Data shown -

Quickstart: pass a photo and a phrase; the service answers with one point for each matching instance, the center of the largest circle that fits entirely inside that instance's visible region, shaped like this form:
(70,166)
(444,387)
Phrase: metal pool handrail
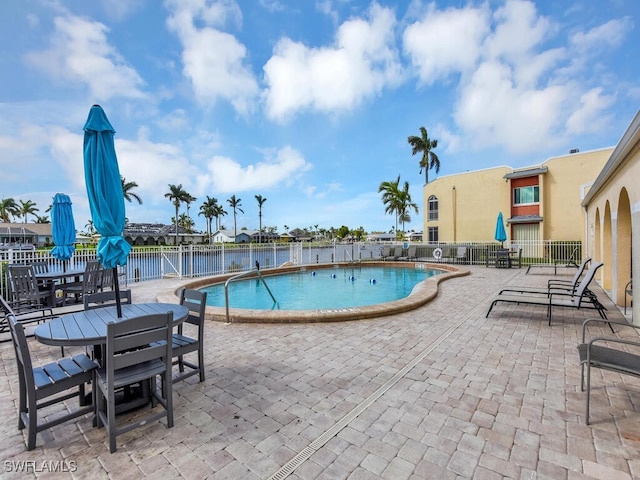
(240,275)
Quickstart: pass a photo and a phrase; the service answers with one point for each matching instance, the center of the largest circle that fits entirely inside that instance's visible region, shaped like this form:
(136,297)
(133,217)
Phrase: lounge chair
(393,253)
(571,262)
(582,298)
(411,254)
(620,355)
(555,284)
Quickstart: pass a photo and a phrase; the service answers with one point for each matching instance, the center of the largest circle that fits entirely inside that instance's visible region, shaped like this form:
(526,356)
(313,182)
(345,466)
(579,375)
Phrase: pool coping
(422,293)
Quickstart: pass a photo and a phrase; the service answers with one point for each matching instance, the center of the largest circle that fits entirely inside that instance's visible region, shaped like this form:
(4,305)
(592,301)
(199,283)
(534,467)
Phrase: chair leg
(32,425)
(111,418)
(168,387)
(201,362)
(588,392)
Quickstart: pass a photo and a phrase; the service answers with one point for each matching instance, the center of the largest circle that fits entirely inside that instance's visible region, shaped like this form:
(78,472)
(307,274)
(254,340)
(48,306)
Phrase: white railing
(191,261)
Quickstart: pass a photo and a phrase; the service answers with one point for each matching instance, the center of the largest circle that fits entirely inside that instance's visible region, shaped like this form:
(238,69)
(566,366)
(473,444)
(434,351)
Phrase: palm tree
(218,212)
(391,197)
(186,222)
(188,199)
(27,208)
(429,159)
(126,190)
(90,228)
(405,204)
(260,201)
(207,209)
(8,208)
(235,203)
(177,195)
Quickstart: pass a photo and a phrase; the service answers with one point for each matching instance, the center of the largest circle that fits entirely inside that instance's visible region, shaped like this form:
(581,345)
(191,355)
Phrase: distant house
(159,234)
(381,237)
(15,234)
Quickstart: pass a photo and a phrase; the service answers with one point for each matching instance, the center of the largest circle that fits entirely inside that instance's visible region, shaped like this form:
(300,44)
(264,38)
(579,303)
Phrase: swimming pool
(321,289)
(422,293)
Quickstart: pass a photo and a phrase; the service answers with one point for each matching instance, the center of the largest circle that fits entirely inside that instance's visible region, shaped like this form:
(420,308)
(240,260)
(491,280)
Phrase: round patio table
(89,327)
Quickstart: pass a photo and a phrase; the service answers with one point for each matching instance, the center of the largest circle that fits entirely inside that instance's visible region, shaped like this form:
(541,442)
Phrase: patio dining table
(89,327)
(51,279)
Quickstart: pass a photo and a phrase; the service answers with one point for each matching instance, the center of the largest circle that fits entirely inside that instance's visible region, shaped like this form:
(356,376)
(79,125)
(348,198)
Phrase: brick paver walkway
(436,393)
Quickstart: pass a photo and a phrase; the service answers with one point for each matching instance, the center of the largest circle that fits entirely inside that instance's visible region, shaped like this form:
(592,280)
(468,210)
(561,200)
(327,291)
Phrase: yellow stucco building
(541,202)
(612,226)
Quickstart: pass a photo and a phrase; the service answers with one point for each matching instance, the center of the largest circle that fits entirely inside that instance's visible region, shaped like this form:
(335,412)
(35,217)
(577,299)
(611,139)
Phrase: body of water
(322,289)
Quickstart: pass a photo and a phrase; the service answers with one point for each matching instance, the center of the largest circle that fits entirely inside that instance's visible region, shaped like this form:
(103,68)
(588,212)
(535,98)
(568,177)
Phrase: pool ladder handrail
(238,276)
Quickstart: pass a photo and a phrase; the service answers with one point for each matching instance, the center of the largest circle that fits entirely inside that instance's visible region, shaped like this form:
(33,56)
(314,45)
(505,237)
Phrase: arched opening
(607,249)
(623,246)
(597,237)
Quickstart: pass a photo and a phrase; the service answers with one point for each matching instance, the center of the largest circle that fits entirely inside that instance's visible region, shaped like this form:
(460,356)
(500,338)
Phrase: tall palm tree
(186,222)
(260,201)
(189,199)
(207,210)
(127,188)
(8,208)
(424,145)
(405,204)
(27,208)
(235,203)
(391,197)
(177,195)
(218,212)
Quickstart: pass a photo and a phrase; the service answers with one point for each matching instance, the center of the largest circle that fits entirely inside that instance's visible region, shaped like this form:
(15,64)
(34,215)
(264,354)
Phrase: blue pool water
(330,288)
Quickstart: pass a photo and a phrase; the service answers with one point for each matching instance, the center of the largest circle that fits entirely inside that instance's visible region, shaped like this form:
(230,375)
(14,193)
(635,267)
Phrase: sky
(306,103)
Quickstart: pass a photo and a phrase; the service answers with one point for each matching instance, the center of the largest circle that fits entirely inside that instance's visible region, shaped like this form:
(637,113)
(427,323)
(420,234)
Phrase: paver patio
(439,392)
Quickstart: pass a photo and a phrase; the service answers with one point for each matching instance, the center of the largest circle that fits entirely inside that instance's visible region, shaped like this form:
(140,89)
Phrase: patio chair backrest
(136,341)
(23,282)
(91,277)
(584,283)
(40,267)
(105,299)
(580,271)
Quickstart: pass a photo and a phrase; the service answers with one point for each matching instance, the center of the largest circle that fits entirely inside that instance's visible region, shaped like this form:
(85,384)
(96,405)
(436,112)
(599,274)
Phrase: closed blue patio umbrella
(104,189)
(63,228)
(500,235)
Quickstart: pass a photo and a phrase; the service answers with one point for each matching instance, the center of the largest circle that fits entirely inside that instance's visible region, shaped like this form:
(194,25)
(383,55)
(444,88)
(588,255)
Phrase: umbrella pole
(116,287)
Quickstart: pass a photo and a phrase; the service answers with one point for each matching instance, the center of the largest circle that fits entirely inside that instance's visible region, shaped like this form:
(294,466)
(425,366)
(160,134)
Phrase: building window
(432,212)
(526,195)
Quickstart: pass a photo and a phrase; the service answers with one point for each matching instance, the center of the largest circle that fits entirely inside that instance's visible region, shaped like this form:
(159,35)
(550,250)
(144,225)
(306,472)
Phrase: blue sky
(307,103)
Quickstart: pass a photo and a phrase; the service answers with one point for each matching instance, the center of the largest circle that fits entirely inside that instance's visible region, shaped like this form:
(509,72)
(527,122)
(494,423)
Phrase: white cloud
(609,34)
(360,65)
(81,54)
(213,60)
(445,42)
(226,175)
(589,115)
(493,110)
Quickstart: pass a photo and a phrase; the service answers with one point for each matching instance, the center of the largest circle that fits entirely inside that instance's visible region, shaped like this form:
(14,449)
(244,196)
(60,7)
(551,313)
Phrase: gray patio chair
(41,386)
(552,284)
(582,298)
(138,349)
(621,355)
(196,302)
(90,282)
(411,254)
(105,299)
(26,295)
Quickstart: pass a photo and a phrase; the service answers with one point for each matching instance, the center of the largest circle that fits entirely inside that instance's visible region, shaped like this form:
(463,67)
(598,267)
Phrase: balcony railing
(193,261)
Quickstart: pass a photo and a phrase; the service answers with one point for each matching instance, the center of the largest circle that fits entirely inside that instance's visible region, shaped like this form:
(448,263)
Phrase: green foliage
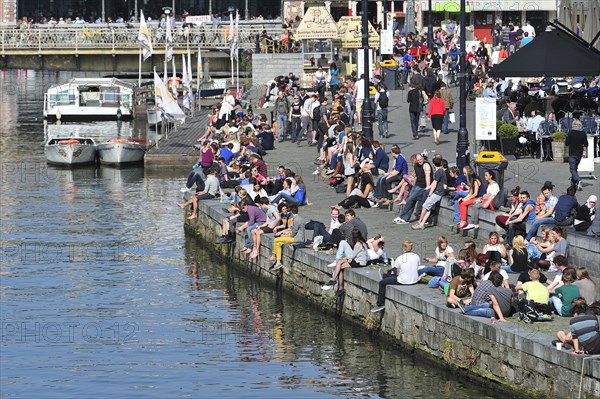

Try it - Please, without any pictures, print each entry exactly.

Task result -
Quickstart: pass a photo and a phrase; the service answers with one point for each matching instance, the center of the largest circle that fits entirely inside that instance's visible region, shaped like this form:
(70,166)
(444,387)
Phrase: metal pool handrail
(240,275)
Quickstart: pass a photo and a phrase; the service answers with one point for each matching instance, the center of the largest circle that fits entirely inside that instance's visible region, shaped like this form:
(136,297)
(133,217)
Phrase: lounge chair
(393,253)
(571,262)
(582,298)
(411,254)
(620,355)
(555,284)
Quickstart: pass a photo and a phrase; the service answers with one point for each matching instance, the center of the largest circle that fits entirely inside that instance's visible region, shaped like this form:
(526,356)
(313,182)
(345,466)
(579,375)
Phrase: pool coping
(422,293)
Quickstart: pass a photo and a phrase; the service answers with one point for each matching instance, the center of the largest circle that fits entirely inside that instance's visible region, shaped like this form:
(4,305)
(592,301)
(199,283)
(534,467)
Phrase: chair leg
(32,425)
(111,418)
(168,387)
(201,362)
(588,392)
Quickstart: pass a photo and a phrase; the service answers with one point for each matching instance, the center of the largest circle that fits entirely inside that instance's visible region, shaped like this form:
(78,472)
(307,274)
(254,340)
(48,306)
Phrase: white railing
(191,261)
Quickstart: pass a photo and a phrase; the service answers with one point for each matching instance, the center of the largest circle that fits entirely inside that instance's visible region, shaped like this form:
(238,69)
(566,366)
(473,444)
(434,351)
Phrase: palm tree
(218,212)
(391,197)
(186,222)
(188,199)
(27,208)
(429,159)
(126,190)
(90,228)
(405,204)
(260,201)
(207,209)
(8,208)
(235,203)
(177,195)
Quickstart: pass a photo and a phrase; the service answers with one point for each matching instance, the center of the largest circle that fits entirely inside that instance's visible region, shaped like this form:
(581,345)
(191,355)
Phrase: distant house
(159,234)
(381,237)
(15,234)
Quickstart: pass a photo and a phrase; the service answers with one point for each matching instance, the center of the largest circle that fits entirely inside that instance's visible region, shaped like this form:
(300,44)
(264,38)
(579,303)
Phrase: swimming pool
(321,289)
(422,293)
Quickstart: pass a photo and a phrase; the service answers with one point for each matching instance, the center of the largest circle that fits entirely inside that instance's visible region, shaped like this form:
(420,308)
(240,260)
(491,280)
Phrase: round patio table
(89,327)
Quickstart: pass a photo and a phrase; the service answers with one point for each matching instance, the center of the largest circle that fits entirely inside that instance's visible region, shaped like this form:
(541,442)
Phrase: patio dining table
(89,327)
(51,279)
Quickstart: pass a photo and a phrase; the service answers with one point for each matching instance, the center of the largest circle that fits entirely inside that instance's visible region, shaped like this form:
(356,376)
(79,125)
(348,198)
Phrase: brick paver walkway
(436,393)
Quickstart: pass a photo and a phrase; the service answers with one point for each matching instance, the center of the largest circle that fits entirely inside that instance's visible region, shaped like this form:
(592,280)
(468,210)
(561,200)
(327,291)
Phrase: yellow stucco building
(541,202)
(612,226)
Quickstart: pass a photo and a phrase; the service answers with one point for each matching instance, the center of the largest circle that fits entirely inside that instance's visible region, shaped like this form:
(335,412)
(35,217)
(577,299)
(611,139)
Phrase: body of water
(322,289)
Quickstart: pass a photo and a phrase; the service answers with one point for each matching instance, the center of the largest circle that fits entirely inside that instance's visible region, shaped like this form:
(103,68)
(588,212)
(535,98)
(568,177)
Phrase: pool ladder handrail
(238,276)
Quickstart: pass a photo and a phrase; the service answers with one point for each matching instance, the center of the largest circle that fits entirely inside that instance's visible region, shaped like this form:
(33,56)
(314,45)
(505,237)
Phrase: arched opening
(607,249)
(623,246)
(597,237)
Quickstart: pass a photo and a phrase; the service answers with one point for each matching instance, the center of the largest circle that fits entirely inside that instance's visible region, shaped like this form:
(460,356)
(500,338)
Phrase: tall palm tree
(186,222)
(260,201)
(189,199)
(207,210)
(127,188)
(8,208)
(424,145)
(405,204)
(27,208)
(235,203)
(391,197)
(177,195)
(218,212)
Quickstart: pass a photo and a phrase; the service answers with one point for each matching instance, the center of the largest circle that fits entirely inside that instance's visible region, shaped like this form:
(15,64)
(34,215)
(264,354)
Phrase: blue pool water
(330,288)
Quickstart: pass a photo and a phrase; the service answers with one point for each matching instance, the center of the largest circle that fits entirely inside that instance's visible region, shaped like this form:
(230,375)
(14,193)
(635,267)
Phrase: sky
(306,103)
Quickstart: pass a photo and a phrase; the service answers with one point for each matching instance, the center of the largest circle that fits entirely inside that instance's visible region, shaped like this form:
(637,113)
(427,323)
(420,234)
Phrase: paver patio
(439,392)
Quickstart: pass a photo and a phrase; the service answers with one point for each matching instance, the center of the largest circle that fits entirely inside that instance's visible region, shaped like this form:
(140,89)
Phrase: patio chair backrest
(136,341)
(23,282)
(91,277)
(584,283)
(40,267)
(105,299)
(580,271)
Quickstart: pass a photo and a phrase; the service answers with one point for each matching instance, the center of the largest circle that fits entirely inside that instance's visible region, shaped like this form:
(85,384)
(96,405)
(436,112)
(599,274)
Phrase: closed blue patio umbrella
(104,189)
(63,228)
(500,235)
Quickstart: pass a photo and a phrase; the service answers with one point for each matching instance, the center of the largest circle that fits entirely inside that instance's visible region, shaped like this form:
(194,25)
(383,55)
(444,88)
(588,255)
Phrase: umbrella pole
(116,287)
Quickstart: pass a photo and a phrase; the service answers with one point for each matching instance, the center of the largest circle that fits entirely inside that instance's visible region, shaped like this form:
(294,466)
(425,366)
(160,134)
Phrase: building window
(432,212)
(526,195)
Quickstart: pass a photo and a phrase; the service answers with one point for each matching instance, the center of the largest circle that fits entirely inside that instance's visible region, shaped like this form:
(159,35)
(550,250)
(144,225)
(306,472)
Phrase: blue sky
(307,103)
Quickstart: pass a photo and a phrase; the service answers with one point for each matching instance, the center of the largest circle that fits entirely inside that instance's visible region, shaped like this form:
(509,72)
(527,122)
(494,423)
Phrase: white cloud
(609,34)
(360,65)
(81,54)
(213,60)
(445,42)
(226,175)
(589,115)
(493,110)
Quickstart: pass a photo and a phrase; the service answers with one point for each matching instance, the center of the largest circle that fits entirely inside that instance's visible region, shaped like this form:
(14,449)
(244,196)
(60,7)
(551,313)
Phrase: gray patio chair
(41,386)
(552,284)
(582,298)
(138,349)
(621,355)
(196,302)
(90,282)
(411,254)
(105,299)
(26,295)
Quickstart: pass a photo and a phrase; the service answers with one point for each matching instance, the center of the largest circle that fits entirely inside that instance's visible region, shaped like this form:
(463,67)
(598,267)
Phrase: balcony railing
(193,261)
Quickstart: pass a photo and a phrase; the service answers with one point for each matching instance, the center of the largest circle that fits entirely inside that instance's visible region, shaped like this form:
(448,263)
Phrase: green foliage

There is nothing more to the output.